TASK DATA →
——
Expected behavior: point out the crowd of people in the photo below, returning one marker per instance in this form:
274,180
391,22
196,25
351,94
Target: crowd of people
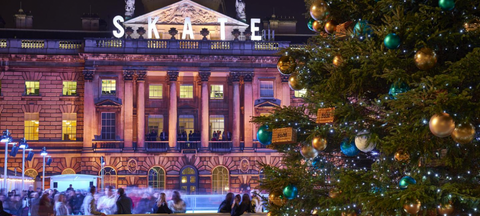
——
Turn the rows above into a numbered list, one line per item, skipping any blank lines and leaving out the pictures.

1. Expected behavior: point out the crowd of people in the photo below, returning one marker per instance in this form:
2. 274,180
3. 391,22
4. 196,25
5. 351,94
6. Target: crowd of people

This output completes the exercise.